#### Work request
Write out, as an exact transcription, the line that has "Target: tomato skin" and each line after it through the end of the data below.

BEGIN Source records

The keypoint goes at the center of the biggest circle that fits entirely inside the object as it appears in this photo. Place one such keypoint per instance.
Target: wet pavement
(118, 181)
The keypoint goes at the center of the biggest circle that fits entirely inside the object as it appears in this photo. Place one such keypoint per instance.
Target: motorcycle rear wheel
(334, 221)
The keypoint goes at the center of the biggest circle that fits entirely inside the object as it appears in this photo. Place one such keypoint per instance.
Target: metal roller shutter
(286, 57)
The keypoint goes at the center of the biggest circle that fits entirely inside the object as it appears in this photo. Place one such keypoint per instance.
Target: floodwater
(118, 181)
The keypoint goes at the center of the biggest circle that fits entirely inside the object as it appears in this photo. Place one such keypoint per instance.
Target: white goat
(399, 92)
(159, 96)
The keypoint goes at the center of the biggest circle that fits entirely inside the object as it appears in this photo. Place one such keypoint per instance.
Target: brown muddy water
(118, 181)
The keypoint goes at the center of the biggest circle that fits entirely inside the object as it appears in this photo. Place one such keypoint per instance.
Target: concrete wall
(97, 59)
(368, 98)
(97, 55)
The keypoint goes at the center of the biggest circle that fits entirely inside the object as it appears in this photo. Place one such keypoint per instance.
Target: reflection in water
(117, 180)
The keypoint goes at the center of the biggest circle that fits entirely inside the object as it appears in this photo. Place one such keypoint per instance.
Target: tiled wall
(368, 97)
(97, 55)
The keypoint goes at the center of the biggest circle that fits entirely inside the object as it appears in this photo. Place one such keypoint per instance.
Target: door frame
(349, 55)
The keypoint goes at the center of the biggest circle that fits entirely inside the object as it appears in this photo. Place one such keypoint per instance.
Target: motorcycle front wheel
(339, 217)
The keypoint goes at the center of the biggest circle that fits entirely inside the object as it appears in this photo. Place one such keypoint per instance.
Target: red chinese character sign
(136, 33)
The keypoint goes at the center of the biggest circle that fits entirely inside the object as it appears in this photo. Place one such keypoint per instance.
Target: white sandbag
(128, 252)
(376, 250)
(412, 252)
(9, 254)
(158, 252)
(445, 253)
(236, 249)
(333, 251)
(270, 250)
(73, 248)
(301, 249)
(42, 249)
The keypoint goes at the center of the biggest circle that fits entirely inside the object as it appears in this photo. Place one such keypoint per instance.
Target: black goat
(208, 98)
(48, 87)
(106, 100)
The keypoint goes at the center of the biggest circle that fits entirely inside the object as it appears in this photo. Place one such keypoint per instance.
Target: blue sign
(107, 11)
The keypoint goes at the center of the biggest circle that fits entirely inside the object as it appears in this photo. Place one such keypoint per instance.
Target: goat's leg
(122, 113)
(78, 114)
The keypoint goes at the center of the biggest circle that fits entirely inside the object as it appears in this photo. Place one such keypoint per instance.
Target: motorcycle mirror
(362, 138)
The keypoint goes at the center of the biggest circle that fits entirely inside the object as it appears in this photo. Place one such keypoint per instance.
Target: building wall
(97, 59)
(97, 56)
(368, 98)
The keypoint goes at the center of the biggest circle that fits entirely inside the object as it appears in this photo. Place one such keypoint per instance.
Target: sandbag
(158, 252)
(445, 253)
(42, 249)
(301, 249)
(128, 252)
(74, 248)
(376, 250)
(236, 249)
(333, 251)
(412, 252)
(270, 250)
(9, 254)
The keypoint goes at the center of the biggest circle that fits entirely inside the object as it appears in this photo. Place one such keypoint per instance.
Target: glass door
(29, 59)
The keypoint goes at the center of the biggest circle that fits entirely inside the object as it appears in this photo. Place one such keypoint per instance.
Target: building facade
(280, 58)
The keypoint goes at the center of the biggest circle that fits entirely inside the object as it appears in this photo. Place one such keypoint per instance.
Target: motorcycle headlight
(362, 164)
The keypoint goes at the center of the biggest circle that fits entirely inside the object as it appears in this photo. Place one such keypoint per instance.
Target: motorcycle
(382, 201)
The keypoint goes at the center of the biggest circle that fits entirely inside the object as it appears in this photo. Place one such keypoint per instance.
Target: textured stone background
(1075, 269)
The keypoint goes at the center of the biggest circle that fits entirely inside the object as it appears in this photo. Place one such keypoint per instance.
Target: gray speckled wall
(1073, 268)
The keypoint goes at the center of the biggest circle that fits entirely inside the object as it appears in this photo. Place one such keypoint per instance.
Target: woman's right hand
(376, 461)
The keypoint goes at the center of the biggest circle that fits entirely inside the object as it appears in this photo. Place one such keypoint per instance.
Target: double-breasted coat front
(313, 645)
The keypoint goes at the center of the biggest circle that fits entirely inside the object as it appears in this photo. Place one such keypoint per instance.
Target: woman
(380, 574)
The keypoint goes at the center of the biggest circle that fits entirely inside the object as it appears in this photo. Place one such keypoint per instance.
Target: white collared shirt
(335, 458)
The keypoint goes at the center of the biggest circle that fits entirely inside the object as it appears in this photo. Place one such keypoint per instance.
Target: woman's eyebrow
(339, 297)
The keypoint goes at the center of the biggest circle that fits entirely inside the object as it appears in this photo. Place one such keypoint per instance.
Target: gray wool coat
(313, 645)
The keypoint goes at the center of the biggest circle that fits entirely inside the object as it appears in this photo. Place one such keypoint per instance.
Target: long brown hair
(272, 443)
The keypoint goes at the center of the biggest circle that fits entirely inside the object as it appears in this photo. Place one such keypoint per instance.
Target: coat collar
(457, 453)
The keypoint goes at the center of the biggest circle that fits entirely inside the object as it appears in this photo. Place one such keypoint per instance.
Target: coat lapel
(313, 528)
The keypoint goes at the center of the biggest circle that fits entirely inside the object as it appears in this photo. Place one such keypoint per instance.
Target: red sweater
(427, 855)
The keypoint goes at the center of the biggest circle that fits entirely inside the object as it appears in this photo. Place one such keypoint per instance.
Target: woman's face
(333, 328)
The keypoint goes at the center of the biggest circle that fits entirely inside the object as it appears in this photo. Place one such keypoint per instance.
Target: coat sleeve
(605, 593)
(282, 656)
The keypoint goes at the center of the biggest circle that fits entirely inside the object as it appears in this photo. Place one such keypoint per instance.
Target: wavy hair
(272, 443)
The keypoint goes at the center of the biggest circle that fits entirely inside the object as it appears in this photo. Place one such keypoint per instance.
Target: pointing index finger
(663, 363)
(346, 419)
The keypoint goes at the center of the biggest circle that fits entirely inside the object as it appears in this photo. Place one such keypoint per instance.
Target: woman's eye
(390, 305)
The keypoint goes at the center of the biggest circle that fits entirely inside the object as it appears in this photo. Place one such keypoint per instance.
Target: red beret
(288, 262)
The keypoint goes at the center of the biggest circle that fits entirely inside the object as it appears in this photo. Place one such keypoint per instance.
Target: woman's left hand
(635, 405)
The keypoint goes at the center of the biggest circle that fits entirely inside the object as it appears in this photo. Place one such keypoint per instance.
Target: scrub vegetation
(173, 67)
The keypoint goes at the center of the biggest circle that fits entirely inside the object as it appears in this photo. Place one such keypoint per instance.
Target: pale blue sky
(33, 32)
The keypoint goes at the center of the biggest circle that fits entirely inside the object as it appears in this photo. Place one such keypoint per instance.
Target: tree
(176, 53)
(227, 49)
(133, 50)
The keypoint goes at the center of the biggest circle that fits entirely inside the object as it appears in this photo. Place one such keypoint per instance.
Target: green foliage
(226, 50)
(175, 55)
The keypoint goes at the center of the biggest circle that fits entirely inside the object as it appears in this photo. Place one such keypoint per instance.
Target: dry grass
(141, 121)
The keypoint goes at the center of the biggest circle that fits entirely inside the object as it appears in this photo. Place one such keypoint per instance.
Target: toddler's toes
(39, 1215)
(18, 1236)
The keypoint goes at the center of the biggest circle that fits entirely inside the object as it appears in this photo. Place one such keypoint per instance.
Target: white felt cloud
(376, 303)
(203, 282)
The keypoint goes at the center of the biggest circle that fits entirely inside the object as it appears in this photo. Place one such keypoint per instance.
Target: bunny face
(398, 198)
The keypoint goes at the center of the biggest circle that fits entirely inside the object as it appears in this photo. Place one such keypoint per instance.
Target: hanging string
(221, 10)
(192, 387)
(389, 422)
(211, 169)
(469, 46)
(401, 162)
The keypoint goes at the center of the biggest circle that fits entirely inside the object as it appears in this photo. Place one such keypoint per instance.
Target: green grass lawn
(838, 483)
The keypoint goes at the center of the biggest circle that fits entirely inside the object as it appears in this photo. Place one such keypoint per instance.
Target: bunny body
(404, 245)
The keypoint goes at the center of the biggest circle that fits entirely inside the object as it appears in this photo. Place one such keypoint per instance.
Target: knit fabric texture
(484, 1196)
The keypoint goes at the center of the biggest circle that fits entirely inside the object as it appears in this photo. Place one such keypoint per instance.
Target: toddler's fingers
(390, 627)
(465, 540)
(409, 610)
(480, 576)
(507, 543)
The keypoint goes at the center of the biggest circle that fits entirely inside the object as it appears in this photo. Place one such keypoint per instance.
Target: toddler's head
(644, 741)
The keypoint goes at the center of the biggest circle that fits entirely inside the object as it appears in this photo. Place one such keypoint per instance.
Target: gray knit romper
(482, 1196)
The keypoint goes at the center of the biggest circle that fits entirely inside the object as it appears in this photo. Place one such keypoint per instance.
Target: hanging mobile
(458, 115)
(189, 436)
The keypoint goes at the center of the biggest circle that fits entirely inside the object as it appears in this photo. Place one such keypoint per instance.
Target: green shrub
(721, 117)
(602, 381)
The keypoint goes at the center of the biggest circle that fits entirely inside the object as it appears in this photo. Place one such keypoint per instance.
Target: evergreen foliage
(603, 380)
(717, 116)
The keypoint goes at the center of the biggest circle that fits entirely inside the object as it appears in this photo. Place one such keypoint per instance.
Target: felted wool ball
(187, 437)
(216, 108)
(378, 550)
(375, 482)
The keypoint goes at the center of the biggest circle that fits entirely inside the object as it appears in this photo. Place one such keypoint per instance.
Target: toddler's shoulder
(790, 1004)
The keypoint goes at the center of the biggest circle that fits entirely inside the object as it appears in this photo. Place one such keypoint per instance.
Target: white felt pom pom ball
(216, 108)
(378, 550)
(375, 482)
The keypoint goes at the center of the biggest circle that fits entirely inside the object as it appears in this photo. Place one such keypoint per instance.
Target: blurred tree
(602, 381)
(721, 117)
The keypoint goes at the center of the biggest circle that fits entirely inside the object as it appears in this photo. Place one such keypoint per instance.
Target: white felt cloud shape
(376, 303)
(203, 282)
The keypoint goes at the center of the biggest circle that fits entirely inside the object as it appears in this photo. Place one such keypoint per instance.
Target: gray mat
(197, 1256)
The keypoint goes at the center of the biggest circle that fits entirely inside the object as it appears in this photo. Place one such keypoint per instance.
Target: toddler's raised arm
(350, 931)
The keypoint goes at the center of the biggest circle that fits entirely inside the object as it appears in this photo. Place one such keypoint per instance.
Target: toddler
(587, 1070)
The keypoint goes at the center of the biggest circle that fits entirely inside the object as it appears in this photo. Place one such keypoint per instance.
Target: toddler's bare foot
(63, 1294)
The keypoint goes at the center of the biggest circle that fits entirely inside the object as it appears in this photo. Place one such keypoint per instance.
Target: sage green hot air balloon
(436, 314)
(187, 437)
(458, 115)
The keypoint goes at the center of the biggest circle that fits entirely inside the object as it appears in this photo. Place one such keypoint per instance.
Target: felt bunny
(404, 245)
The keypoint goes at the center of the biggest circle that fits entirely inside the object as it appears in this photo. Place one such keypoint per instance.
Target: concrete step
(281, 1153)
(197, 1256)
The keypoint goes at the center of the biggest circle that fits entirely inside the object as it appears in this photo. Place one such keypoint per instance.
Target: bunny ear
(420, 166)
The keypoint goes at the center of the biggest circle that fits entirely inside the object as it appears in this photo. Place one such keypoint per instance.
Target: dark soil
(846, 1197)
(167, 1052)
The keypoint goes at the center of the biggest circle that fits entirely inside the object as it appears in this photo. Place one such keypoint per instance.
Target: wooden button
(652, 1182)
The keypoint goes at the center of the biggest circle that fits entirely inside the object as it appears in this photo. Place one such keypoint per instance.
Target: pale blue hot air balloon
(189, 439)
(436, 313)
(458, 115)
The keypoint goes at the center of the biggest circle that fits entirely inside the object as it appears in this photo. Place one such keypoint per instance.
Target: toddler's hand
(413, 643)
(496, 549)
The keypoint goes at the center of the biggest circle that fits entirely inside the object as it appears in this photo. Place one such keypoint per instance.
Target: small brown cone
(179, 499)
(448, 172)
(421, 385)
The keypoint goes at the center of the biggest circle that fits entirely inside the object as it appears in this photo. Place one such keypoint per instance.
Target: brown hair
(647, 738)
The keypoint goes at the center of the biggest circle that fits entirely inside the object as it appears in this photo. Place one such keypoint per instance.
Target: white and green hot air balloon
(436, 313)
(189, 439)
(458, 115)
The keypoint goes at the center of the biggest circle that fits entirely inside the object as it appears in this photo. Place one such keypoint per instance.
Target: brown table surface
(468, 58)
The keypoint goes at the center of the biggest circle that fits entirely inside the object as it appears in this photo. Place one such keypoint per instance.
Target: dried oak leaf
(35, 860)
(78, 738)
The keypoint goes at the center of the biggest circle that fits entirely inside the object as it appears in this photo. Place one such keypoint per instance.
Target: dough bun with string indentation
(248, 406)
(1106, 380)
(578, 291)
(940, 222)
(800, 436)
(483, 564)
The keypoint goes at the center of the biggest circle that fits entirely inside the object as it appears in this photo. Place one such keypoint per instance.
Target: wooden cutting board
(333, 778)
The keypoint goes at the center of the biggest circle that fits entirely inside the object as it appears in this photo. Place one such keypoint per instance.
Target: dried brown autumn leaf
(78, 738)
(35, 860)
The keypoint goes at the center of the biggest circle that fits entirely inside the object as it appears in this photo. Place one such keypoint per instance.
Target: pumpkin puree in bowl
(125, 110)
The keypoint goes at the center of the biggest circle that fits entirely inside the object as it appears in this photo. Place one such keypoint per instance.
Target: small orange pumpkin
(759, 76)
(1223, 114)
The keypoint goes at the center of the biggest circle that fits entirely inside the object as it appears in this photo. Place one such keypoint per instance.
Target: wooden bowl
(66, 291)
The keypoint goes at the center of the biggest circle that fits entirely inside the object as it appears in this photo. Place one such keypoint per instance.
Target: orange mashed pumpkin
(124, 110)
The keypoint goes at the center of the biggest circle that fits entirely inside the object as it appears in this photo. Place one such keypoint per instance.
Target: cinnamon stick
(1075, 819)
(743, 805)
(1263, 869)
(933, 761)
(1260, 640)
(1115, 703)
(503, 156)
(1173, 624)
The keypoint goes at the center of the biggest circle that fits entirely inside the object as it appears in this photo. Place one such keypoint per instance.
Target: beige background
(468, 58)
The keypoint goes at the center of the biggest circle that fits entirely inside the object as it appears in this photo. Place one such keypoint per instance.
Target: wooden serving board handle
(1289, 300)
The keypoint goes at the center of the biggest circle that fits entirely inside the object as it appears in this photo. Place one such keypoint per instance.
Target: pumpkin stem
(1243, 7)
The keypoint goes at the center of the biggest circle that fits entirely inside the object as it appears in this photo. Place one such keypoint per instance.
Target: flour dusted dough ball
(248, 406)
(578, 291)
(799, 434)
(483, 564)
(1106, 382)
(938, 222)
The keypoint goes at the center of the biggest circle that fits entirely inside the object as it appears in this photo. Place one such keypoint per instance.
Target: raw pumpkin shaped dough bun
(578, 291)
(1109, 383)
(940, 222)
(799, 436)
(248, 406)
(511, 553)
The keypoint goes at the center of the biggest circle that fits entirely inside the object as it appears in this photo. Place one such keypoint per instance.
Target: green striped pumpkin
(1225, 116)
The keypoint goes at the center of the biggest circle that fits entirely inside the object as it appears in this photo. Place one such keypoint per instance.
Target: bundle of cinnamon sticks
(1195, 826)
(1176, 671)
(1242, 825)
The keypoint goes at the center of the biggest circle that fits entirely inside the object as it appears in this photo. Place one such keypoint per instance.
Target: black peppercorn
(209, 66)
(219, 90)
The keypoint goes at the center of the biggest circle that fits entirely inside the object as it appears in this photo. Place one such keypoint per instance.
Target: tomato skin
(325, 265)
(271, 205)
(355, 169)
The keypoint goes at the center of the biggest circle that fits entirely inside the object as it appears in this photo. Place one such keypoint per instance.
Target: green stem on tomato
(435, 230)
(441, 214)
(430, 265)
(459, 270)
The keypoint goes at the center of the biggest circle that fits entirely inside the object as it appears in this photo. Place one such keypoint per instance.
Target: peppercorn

END Source records

#### Response to this task
Target: tomato skin
(325, 265)
(271, 205)
(355, 169)
The keypoint goes at the center of the biggest circle that fits entirely inside the object as it appears in this photo. Place one such keypoint per instance.
Target: green stem on tomato
(435, 230)
(441, 214)
(430, 265)
(459, 270)
The keypoint goes at the center of the biggest circle that fits entirely inside the object as it appears in this photo. Place one such keypoint per instance.
Target: peppercorn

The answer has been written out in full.